- [PROMPT]
For each entry that follows, produce an exact copy.

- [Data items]
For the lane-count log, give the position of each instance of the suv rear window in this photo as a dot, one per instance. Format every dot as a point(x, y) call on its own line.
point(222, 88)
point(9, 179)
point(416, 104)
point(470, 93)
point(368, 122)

- [OUTPUT OF THE EXERCISE]
For the lane-count log, give the position of each instance of the suv rear window in this photo as a dot, one per instance. Format every dot as a point(x, y) call on its own line.
point(222, 88)
point(9, 179)
point(416, 104)
point(470, 93)
point(368, 122)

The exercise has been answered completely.